#### Dataset rows:
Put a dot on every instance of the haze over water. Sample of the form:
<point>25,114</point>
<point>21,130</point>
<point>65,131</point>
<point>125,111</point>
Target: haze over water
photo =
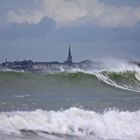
<point>69,105</point>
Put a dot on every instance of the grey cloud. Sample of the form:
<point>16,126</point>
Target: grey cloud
<point>27,31</point>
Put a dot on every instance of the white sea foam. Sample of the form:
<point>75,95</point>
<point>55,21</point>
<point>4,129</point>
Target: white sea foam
<point>109,125</point>
<point>137,75</point>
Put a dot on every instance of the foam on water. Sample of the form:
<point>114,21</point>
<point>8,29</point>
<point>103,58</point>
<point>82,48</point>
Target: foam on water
<point>112,124</point>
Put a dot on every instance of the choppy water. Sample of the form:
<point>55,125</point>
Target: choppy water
<point>79,104</point>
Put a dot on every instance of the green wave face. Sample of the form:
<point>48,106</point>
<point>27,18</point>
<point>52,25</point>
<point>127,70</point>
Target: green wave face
<point>96,91</point>
<point>126,80</point>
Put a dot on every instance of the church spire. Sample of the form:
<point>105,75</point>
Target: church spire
<point>69,59</point>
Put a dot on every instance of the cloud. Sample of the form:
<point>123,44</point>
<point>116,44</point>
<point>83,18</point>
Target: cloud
<point>75,12</point>
<point>25,30</point>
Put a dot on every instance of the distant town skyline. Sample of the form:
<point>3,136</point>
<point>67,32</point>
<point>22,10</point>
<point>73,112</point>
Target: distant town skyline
<point>41,30</point>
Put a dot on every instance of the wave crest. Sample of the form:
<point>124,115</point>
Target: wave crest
<point>74,121</point>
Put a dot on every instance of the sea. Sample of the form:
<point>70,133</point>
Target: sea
<point>98,103</point>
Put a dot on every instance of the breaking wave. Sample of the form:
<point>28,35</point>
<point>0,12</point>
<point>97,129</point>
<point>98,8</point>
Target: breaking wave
<point>121,75</point>
<point>111,124</point>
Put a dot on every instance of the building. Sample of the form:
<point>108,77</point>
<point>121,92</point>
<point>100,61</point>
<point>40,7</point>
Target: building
<point>69,58</point>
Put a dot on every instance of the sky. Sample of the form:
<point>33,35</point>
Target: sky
<point>41,30</point>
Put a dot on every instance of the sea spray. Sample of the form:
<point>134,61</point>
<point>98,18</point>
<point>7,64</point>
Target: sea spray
<point>112,124</point>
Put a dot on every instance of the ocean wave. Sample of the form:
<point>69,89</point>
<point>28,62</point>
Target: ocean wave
<point>112,124</point>
<point>127,80</point>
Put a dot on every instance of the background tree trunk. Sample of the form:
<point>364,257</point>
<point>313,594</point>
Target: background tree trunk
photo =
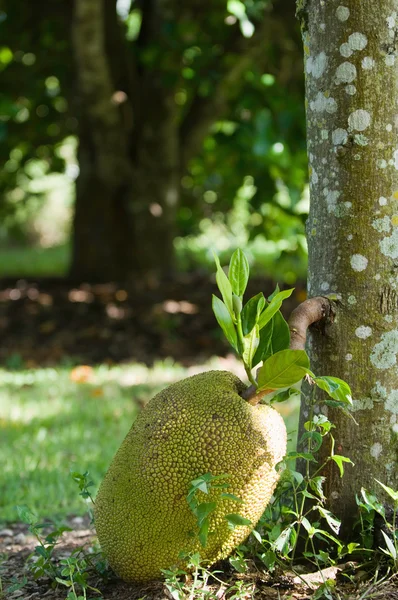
<point>351,82</point>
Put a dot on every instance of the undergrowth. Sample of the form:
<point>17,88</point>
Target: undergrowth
<point>296,535</point>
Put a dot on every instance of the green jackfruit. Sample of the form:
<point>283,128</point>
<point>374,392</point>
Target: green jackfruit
<point>199,425</point>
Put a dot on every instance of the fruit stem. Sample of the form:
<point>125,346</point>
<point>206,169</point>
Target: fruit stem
<point>321,310</point>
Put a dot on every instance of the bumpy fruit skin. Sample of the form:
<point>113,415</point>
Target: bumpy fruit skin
<point>199,425</point>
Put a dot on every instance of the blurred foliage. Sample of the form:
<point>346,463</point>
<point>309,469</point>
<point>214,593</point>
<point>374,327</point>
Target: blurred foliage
<point>245,186</point>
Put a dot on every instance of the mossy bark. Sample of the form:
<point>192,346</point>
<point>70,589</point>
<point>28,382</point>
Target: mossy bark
<point>352,121</point>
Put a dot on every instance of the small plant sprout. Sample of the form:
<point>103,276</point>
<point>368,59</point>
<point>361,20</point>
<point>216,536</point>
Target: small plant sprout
<point>259,333</point>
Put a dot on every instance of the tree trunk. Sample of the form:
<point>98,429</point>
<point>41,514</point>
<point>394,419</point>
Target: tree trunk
<point>126,228</point>
<point>127,190</point>
<point>352,121</point>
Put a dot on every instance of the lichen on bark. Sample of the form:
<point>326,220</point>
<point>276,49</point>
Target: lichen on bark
<point>352,122</point>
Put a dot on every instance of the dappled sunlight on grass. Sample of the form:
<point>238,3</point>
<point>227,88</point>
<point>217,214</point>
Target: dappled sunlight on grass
<point>53,421</point>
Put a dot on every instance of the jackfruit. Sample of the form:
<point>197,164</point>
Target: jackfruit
<point>196,426</point>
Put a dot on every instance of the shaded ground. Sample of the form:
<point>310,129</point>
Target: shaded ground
<point>45,322</point>
<point>52,321</point>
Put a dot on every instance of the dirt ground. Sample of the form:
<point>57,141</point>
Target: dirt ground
<point>54,322</point>
<point>16,544</point>
<point>51,321</point>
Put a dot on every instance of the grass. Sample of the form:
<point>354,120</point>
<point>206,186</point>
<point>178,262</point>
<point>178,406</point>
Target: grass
<point>53,421</point>
<point>34,262</point>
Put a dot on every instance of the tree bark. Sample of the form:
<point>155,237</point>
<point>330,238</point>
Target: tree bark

#### Written instruction:
Return all of the data exactly as written, and drop the pictures.

#### Task result:
Put a dot on every instance of the haze over water. Sample of the form:
<point>25,114</point>
<point>21,130</point>
<point>65,131</point>
<point>125,111</point>
Target: haze over water
photo =
<point>69,105</point>
Put a dot on every instance of the grey cloud. Sample of the form:
<point>16,126</point>
Target: grey cloud
<point>27,31</point>
Put a dot on every instance of the white sea foam. Sample of the form:
<point>75,95</point>
<point>55,21</point>
<point>4,129</point>
Target: white sea foam
<point>109,125</point>
<point>137,75</point>
Put a dot on every instance of the foam on water. Sample of the form:
<point>114,21</point>
<point>8,29</point>
<point>103,58</point>
<point>82,48</point>
Target: foam on water
<point>112,124</point>
Put a dot on every instance of the choppy water. Sample of the form:
<point>55,125</point>
Target: choppy water
<point>79,104</point>
Put a dot on every instance of the green wave face. Sample of the form:
<point>48,106</point>
<point>27,18</point>
<point>52,25</point>
<point>127,70</point>
Target: green wave face
<point>96,91</point>
<point>126,80</point>
Put a dot on every instance of the church spire. Sample of the form:
<point>105,75</point>
Target: church spire
<point>69,59</point>
Put a dot on every instance of the cloud. Sample of the form:
<point>123,44</point>
<point>116,44</point>
<point>83,18</point>
Target: cloud
<point>75,12</point>
<point>25,30</point>
Put a dot on every instance of the distant town skyline. Sample of the form:
<point>3,136</point>
<point>67,32</point>
<point>22,10</point>
<point>73,112</point>
Target: distant town skyline
<point>41,30</point>
Put a dot on every instance of the wave crest. Sample of the form:
<point>124,115</point>
Target: wave crest
<point>74,121</point>
Put a dot on every instance of the sea. Sample of the form:
<point>70,133</point>
Target: sea
<point>98,103</point>
Put a dot on every instance of the breaking wave. Sample of the form:
<point>28,35</point>
<point>0,12</point>
<point>97,129</point>
<point>98,8</point>
Target: breaking wave
<point>121,75</point>
<point>111,124</point>
Put a dot on every instance of the building. Sample of the form:
<point>108,77</point>
<point>121,92</point>
<point>100,61</point>
<point>40,7</point>
Target: building
<point>69,58</point>
Put a dot on every instance of the sky. Sample of the form:
<point>33,35</point>
Target: sky
<point>41,30</point>
Put a dot on every instance of the sea spray. Sample of the form:
<point>134,61</point>
<point>98,18</point>
<point>7,64</point>
Target: sea spray
<point>112,124</point>
Put a dot on every instance of the ocean wave. Sample of the form:
<point>69,89</point>
<point>28,62</point>
Target: ocean wave
<point>112,124</point>
<point>127,80</point>
Put a dot on every instance of the background tree trunk. Sample of the form:
<point>364,257</point>
<point>313,594</point>
Target: background tree trunk
photo =
<point>351,82</point>
Put a dot on every instance of the undergrowth. Sample of the form:
<point>17,88</point>
Target: undergrowth
<point>296,535</point>
Put a dot on every instance of the green jackfruit. Sample of the form:
<point>283,128</point>
<point>374,392</point>
Target: green jackfruit
<point>199,425</point>
Put a dot on every instance of the fruit stem. Sample of the form:
<point>125,346</point>
<point>206,169</point>
Target: fruit stem
<point>321,310</point>
Put a dot on every instance of the bumpy fruit skin. Sample of the form:
<point>113,415</point>
Target: bumpy fruit skin
<point>199,425</point>
Put a dot on every instance of the blurred foliage. Sample of the form:
<point>346,463</point>
<point>309,469</point>
<point>214,593</point>
<point>374,327</point>
Target: blurred foliage
<point>245,186</point>
Put a dot on every instance of the mossy bark. Sample of the form:
<point>192,346</point>
<point>70,589</point>
<point>28,382</point>
Target: mossy bark
<point>352,121</point>
Put a dot on every instance of the small plant sprout. Sample of the form:
<point>103,276</point>
<point>368,59</point>
<point>361,20</point>
<point>216,536</point>
Target: small plant sprout
<point>259,333</point>
Put a dot on every instance of the tree trunk. Sample of the form:
<point>98,429</point>
<point>41,514</point>
<point>394,419</point>
Target: tree trunk
<point>126,228</point>
<point>127,190</point>
<point>352,121</point>
Put a dot on every instance of the lichen on bark. Sample of the form:
<point>326,220</point>
<point>276,49</point>
Target: lichen on bark
<point>352,122</point>
Put a dot on every instance of the dappled sunlight on grass. Sample of the form:
<point>238,3</point>
<point>227,88</point>
<point>217,214</point>
Target: dappled sunlight on grass
<point>53,421</point>
Put a dot on every instance of the jackfruit. Sample of the form:
<point>197,164</point>
Target: jackfruit
<point>196,426</point>
Put a dot on every instance of the shaded ground. Sample of the form:
<point>310,129</point>
Target: shaded ground
<point>45,322</point>
<point>52,321</point>
Put a dot on every instance of the dirt ground. Sample of the form:
<point>57,141</point>
Target: dirt ground
<point>54,322</point>
<point>16,544</point>
<point>51,321</point>
Put a dot on every instance of the grass. Sample of the form:
<point>354,120</point>
<point>206,186</point>
<point>178,262</point>
<point>178,406</point>
Target: grass
<point>53,421</point>
<point>34,262</point>
Put a dot on every instance of the tree bark. Sample of the form:
<point>155,237</point>
<point>330,238</point>
Target: tree bark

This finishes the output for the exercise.